(WORK TO DO): Transcribe the rows below, reproducing every line without changes.

Dataset rows
════
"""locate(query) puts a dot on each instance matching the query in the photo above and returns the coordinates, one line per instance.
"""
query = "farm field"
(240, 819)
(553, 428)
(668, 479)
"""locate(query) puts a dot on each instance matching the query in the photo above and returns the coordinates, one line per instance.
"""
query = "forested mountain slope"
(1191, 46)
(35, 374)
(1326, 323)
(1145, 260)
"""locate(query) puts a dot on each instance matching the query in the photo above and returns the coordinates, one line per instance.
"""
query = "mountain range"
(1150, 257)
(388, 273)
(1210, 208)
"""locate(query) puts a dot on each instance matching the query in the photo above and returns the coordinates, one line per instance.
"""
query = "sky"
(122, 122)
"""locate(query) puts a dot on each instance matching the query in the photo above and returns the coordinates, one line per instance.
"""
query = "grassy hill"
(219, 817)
════
(CORRECT ANSWER):
"""locate(query) puts a dot on each instance matching the query in the photo above and returns the coordinates, one line per instance.
"""
query = "farm field"
(240, 819)
(553, 428)
(668, 479)
"""locate(query) puts a dot on each instance matching the query in the photo above and returns the coordinates, one line per instance.
"""
query = "forested mountain slope"
(1191, 46)
(35, 374)
(1326, 323)
(1145, 260)
"""locate(query) puts a dot on each instance matching the query in the photo above and returns the coordinates, one line per instance.
"""
query = "mountain range"
(1150, 257)
(388, 273)
(1210, 208)
"""locate(query) puts a dot on each instance matching the query in the photo above and returns the coordinates, one line per instance.
"""
query = "sky"
(122, 122)
"""locate(query) puts a dot on each instance matching the query in the photo above and returns the coordinates, one line per instance.
"""
query = "grassy hill"
(219, 817)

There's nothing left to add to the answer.